• **Required action 1**: What does the article about Kay Yow say from "Eleven years later, the" to "her last days."? Quote that span word for word.
• **Required action 2**: Which siblings of Kay Yow does the article about Kay Yow name?

• **Source text**:
In 1988, as one of Yow’s assistants at the Olympics in Seoul, South Korea, they had a field day buying goods because “of the amazing prices,” Hatchell said. So one day, Yow spent nearly all afternoon searching for the right gifts for the other coaches in the ACC. 

“I wouldn’t be here coaching the Olympic team if it wasn’t for all of the other coaches in the ACC,” Hatchell said Yow told her. 

“That was Kay,” Hatchell said, looking away and wearing a soft, approving smile. 

Born Sandra Kay Yow in Gibsonville, NC, in 1942, Kay was the daughter of a mill worker. She had a brother, Ronnie, who played football at Clemson and two sisters, Debbie and Susan, who is the head women’s basketball coach at Belmont Abbey after stints at Providence and Kansas State, among others.

Competitive from her early ages, Kay loved playing basketball, and even though she once scored 52 points in a high school game, she chose not to pursue sports at East Carolina, instead focusing on academics. 

But upon graduation, she was hired to teach and also serve as librarian at Allen Jay High School near High Point, but only if she also coached the girls basketball team. Kay was hooked, and by 1971 was named the head coach at Elon. By 1975, she was hired at NC State. 

Eleven years later, the news that would eventually shape her remaining life and legacy came. 

“I’ll never forget it,” Hatchell said. 

Hatchell was swimming at legendary Tennessee coach and all-time wins leader Pat Summitt’s pool in August 1987 when the phone rang. A moment later, a stone-faced Summitt walked outside and delivered the news. Kay Yow had breast cancer. 

But Yow wasn’t going to let it deter her. She wasn’t going to miss a beat.

She coached the Olympic team to the gold medal a year later after having a full mastectomy and didn’t lose one bit of herself in the process. She remained ultra-competitive up to her last days. 

In 2009, with Kay extremely ill and nearing her final days, Debbie visited her in the hospital the night NC State and No. 2 North Carolina played. Kay wanted to watch the game but had to nap that afternoon just to have the strength to stay awake long enough to take in the game.

“She tried real hard to comply, so we got her propped up for the game,” Debbie recalled. “State led the entire game, but as we got closer and closer to the end, they (UNC) started pulling it together. And I remember thinking, ‘God, could we let this woman, who is going to die, could we let her have this moment? Could we let her have this moment to see her team beat Carolina?’”

North Carolina won the game in overtime, angering Debbie and saddening Kay. So to lift her sister’s sagging spirits, Debbie, who was the athletics director at Maryland at the time, promised Kay the Terrapins would take care of the Tar Heels when they played in College Park less than two weeks later.

• **Provided information**:
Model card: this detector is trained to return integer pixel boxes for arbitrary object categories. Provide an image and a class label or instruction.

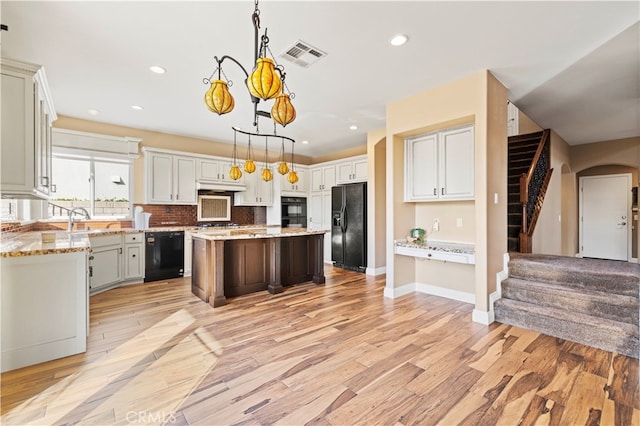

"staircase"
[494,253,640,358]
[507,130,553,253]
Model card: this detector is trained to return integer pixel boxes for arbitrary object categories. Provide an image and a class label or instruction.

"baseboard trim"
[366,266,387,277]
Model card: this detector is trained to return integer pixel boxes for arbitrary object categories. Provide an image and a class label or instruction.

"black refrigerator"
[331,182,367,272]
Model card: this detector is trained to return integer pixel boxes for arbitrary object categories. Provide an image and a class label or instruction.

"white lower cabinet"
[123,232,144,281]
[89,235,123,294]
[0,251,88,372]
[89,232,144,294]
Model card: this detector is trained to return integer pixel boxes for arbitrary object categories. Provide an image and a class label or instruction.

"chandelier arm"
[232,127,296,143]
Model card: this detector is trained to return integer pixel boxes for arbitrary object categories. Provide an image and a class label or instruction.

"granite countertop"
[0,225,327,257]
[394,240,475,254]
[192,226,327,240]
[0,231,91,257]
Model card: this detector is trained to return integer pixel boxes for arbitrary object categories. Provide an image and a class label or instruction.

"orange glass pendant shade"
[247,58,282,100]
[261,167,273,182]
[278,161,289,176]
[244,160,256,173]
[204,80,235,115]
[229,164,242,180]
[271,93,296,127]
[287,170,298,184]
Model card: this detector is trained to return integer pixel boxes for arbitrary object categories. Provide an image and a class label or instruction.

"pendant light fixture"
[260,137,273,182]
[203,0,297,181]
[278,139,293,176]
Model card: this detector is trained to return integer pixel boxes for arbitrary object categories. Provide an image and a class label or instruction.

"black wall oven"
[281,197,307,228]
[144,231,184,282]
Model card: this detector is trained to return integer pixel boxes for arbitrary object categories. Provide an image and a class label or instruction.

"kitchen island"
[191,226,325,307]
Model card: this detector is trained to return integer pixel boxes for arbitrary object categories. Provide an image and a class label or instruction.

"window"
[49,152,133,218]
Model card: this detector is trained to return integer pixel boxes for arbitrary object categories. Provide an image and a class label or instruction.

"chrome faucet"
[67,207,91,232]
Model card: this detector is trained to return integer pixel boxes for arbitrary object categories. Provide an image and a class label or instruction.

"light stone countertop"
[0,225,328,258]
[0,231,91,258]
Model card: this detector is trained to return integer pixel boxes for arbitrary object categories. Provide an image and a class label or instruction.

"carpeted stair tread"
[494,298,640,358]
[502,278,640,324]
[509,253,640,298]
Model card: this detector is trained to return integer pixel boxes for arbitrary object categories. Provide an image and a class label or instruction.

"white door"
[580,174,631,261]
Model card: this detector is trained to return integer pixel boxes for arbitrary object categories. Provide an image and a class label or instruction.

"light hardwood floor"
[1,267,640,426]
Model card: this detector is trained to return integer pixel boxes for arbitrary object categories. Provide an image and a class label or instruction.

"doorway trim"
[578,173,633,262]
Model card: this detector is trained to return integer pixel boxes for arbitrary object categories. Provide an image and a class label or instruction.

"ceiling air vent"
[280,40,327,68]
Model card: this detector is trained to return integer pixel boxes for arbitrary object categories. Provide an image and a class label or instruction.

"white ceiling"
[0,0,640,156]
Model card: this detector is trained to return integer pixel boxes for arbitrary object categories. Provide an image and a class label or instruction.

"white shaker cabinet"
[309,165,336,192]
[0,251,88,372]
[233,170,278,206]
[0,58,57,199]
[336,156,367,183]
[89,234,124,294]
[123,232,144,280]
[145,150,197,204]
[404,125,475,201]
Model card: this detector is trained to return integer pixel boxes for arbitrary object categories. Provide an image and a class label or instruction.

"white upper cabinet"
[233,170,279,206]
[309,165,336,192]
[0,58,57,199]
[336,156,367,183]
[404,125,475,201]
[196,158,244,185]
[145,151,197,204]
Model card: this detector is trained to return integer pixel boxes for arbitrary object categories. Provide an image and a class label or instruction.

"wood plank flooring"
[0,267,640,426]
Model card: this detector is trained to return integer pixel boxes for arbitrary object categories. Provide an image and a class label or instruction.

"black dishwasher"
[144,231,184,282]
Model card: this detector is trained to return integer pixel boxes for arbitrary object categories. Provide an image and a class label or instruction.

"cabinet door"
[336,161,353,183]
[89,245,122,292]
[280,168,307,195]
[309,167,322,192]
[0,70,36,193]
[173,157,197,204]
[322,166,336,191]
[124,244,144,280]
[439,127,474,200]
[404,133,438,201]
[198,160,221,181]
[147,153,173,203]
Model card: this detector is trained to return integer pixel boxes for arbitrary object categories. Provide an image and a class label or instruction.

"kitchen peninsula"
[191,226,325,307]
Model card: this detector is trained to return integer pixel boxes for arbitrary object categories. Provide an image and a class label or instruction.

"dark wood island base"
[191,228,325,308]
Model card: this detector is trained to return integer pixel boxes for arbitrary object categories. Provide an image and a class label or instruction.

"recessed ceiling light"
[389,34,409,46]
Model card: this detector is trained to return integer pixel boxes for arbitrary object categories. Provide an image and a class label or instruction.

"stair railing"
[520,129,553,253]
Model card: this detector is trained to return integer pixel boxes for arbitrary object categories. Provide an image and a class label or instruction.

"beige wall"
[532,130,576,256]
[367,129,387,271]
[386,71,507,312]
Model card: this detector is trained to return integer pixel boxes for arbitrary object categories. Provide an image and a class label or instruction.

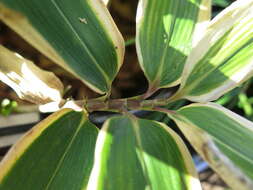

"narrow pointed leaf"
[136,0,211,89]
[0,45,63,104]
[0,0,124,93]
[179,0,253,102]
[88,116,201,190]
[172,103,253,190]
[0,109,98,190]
* * *
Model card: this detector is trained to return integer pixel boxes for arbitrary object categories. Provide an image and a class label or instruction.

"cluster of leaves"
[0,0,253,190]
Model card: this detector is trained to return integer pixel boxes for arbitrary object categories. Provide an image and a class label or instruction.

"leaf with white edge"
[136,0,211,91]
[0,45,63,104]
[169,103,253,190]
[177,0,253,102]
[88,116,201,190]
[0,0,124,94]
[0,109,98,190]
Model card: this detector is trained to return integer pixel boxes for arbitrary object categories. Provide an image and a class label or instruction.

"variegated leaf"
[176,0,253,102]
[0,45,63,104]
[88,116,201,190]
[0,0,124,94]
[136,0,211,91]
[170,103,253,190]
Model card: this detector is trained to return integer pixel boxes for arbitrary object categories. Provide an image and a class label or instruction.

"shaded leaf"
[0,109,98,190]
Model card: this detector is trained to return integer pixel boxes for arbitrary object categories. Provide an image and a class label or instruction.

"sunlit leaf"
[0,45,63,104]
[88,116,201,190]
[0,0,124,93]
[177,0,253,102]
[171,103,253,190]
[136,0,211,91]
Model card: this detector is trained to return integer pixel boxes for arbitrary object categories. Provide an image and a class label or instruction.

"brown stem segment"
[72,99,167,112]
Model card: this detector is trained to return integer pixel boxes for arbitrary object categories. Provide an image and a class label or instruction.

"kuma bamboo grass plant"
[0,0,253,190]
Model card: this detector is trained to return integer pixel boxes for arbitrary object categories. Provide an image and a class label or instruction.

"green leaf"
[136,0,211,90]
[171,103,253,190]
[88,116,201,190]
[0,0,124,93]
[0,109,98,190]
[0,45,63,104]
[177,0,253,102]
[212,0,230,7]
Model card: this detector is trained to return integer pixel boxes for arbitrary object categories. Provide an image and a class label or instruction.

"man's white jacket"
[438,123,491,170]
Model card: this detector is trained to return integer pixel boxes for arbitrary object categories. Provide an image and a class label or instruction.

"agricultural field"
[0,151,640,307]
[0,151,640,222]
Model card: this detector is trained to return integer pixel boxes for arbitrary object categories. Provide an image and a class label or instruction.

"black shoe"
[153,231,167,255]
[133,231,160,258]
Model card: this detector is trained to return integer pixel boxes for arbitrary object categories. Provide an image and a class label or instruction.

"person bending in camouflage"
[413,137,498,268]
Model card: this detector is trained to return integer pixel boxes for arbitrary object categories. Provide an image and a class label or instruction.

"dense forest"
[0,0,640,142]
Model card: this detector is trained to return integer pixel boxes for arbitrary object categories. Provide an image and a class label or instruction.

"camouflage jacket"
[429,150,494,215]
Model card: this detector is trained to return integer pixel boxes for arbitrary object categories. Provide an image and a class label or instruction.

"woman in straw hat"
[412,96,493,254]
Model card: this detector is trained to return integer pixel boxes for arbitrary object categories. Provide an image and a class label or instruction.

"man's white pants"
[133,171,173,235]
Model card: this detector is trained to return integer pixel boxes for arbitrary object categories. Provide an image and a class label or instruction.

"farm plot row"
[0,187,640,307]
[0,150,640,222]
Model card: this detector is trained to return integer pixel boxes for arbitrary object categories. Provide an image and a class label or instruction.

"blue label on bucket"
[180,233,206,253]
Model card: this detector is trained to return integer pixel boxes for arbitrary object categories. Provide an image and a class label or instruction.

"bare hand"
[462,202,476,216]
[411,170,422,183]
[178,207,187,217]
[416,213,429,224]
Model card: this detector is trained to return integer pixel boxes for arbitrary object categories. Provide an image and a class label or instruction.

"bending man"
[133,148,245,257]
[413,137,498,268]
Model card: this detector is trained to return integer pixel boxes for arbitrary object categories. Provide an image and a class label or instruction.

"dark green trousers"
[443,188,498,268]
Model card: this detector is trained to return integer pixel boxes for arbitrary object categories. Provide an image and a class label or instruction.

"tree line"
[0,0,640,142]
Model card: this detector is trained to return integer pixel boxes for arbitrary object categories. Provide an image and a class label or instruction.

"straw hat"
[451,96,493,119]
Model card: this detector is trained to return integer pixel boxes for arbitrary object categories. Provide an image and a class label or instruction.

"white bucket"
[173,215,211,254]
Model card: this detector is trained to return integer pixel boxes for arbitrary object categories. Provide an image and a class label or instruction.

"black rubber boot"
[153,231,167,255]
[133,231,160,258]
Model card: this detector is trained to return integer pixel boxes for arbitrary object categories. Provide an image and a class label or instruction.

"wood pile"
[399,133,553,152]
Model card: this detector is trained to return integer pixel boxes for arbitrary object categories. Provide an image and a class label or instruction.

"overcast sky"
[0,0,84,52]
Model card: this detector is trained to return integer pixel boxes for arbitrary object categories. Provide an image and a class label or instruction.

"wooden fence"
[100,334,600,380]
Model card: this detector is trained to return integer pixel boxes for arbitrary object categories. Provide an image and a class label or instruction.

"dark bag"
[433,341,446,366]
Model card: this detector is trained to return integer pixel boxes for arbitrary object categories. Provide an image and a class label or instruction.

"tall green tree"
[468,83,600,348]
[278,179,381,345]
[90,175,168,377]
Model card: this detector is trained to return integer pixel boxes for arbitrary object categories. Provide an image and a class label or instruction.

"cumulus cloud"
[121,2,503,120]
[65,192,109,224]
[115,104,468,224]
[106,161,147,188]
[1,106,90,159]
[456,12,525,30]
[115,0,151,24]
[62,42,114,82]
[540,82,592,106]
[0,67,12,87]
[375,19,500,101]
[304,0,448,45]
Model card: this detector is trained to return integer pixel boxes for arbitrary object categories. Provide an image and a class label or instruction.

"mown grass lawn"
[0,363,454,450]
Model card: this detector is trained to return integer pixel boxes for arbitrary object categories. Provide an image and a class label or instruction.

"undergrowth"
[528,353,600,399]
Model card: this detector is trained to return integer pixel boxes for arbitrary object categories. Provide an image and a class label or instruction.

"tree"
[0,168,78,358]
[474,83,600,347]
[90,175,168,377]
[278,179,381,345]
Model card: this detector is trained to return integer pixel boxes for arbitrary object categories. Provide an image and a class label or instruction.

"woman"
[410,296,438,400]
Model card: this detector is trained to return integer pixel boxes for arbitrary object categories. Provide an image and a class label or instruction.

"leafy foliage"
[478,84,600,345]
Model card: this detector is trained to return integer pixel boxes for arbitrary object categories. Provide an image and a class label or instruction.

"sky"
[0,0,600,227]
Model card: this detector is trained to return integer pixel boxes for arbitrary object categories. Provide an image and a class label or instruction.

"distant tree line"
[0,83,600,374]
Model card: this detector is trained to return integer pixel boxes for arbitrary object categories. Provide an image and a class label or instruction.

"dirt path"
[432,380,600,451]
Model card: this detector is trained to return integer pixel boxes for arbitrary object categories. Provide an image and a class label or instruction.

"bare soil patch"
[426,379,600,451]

• **Result 1**:
Eleven years later, the news that would eventually shape her remaining life and legacy came. 

“I’ll never forget it,” Hatchell said. 

Hatchell was swimming at legendary Tennessee coach and all-time wins leader Pat Summitt’s pool in August 1987 when the phone rang. A moment later, a stone-faced Summitt walked outside and delivered the news. Kay Yow had breast cancer. 

But Yow wasn’t going to let it deter her. She wasn’t going to miss a beat.

She coached the Olympic team to the gold medal a year later after having a full mastectomy and didn’t lose one bit of herself in the process. She remained ultra-competitive up to her last days.

• **Result 2**: Ronnie, Debbie, Susan